拍品专文
« Dès le début de ces toiles découpées, j'ai senti que j'allais y trouver ce que j'avais vainement cherché par d'autres moyens... Par cette utilisation entièrement différente de la couleur, en lui ôtant toute qualité décorative et en visant uniquement à obtenir un effet saisissant de vie intense, il m'a semblé que j'ouvrais un champ très vaste d'explorations nouvelles. »
Jean Dubuffet
À l’été 1956, lorsqu’il peint L’africain, Jean Dubuffet est installé depuis près d’un an à Vence, en Provence, pour soigner les lésions pulmonaires de sa compagne Émilie, dite Lili. Il vient tout juste d’aménager son nouvel atelier L’Ubac, construit sous les remparts de la ville, et dont le vaste espace de travail doit lui permettre de développer pleinement ses nouvelles recherches plastiques. Dans le prolongement de ses Assemblages d’empreintes, collages composites sur papier, Dubuffet s’est lancé dans des Tableaux d’assemblages, qui sont le fruit d’un processus d’abandon, d’hasards heureux, d’oublis et de retour entre les œuvres et lui. Cela nécessite une grande liberté dans le mouvement, mais surtout de la place, l’artiste travaillant simultanément à plusieurs tableaux.
+---+
### CONSIGNES
**1)** Résumez en deux phrases le texte sur Jean Dubuffet à Vence.
**2)** Poursuivez le texte sur Jean Dubuffet et ses Tableaux d'assemblages à la suite de sa dernière phrase.

### DOCUMENTS SOURCES
+---+
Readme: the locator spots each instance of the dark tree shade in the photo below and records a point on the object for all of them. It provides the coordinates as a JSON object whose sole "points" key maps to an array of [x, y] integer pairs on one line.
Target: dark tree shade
+---+
### CORRIGÉ DE L'EXERCICE
**1)** À l'été 1956, quand il peint L'africain, Jean Dubuffet est installé depuis près d'un an à Vence pour soigner les lésions pulmonaires de sa compagne Lili. Il vient d'y aménager son vaste atelier L'Ubac, où il réalise des Tableaux d'assemblages, issus d'abandons, de hasards heureux et d'oublis, qui demandent liberté de mouvement et espace, car il travaille à plusieurs tableaux en même temps.

**2)**
Pour parvenir à l’œuvre finale, Dubuffet peint, d’abord, à même le sol de grands rouleaux de toile sur lesquels il va venir brosser, gratter, éroder les huiles, usant de tout type d’outils – chiffons, journaux – dans un rapport direct et univoque à la matière. Mais surtout, dans une indifférence jubilatoire au résultat, en neutralisant par le seul labeur de la couleur toute idée préconçue de composition. Ensuite, il découpe aux ciseaux de petites parcelles de tissus, prolongeant l’aléa dans la succession des formes qu’il choisit, dictées par la seule envie de l’instant. Enfin, comme dans L’africain, il compose sur une nouvelle toile sa vision mentale, à partir d’une sélection d’échantillons peints qu’il va coller ensemble, chacun trouvant son utilité dans la reconstitution d’une image fantasmée. Dubuffet éprouve dans ce processus un plaisir certain, dont il parle avec délectation : « Cette technique, pour qui voudrait la considérer au moins comme un facteur d’improvisation et d’imagination, comme une gymnastique de libération des conventions reçues et préjugés inhibiteurs, comme une excitation à l’invention en tous domaines (…) est de toute manière extrêmement excitante et féconde » (« Mémoire sur le développement de mes travaux à partir de 1952 » in J. Dubuffet, Prospectus et tous écrits suivants, tome II, Paris, Gallimard, 1967, p. 116). La technique des Tableaux d’assemblage lui permet ainsi de pousser plus loin encore sa quête permanente d’un art viscéral qui traduirait les mécanismes de la pensée, abandonnée au jeu du hasard.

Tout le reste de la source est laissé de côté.